Annotation records
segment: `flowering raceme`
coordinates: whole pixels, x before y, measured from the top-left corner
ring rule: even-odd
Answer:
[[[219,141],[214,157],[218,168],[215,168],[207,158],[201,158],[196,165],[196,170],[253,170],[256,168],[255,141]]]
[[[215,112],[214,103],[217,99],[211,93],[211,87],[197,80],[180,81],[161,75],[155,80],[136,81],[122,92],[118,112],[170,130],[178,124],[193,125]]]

> _What the task requires_:
Return every row above unchanged, character for character.

> _Response below_:
segment: `flowering raceme`
coordinates: whole pixels, x before y, measured from the top-left corner
ring rule: even-odd
Answer:
[[[219,141],[214,157],[218,168],[215,168],[207,158],[201,158],[196,165],[196,170],[253,170],[256,168],[255,141]]]
[[[215,112],[214,103],[217,99],[211,93],[211,87],[197,80],[180,81],[161,75],[155,80],[136,81],[122,92],[118,112],[170,130],[178,124],[193,125]]]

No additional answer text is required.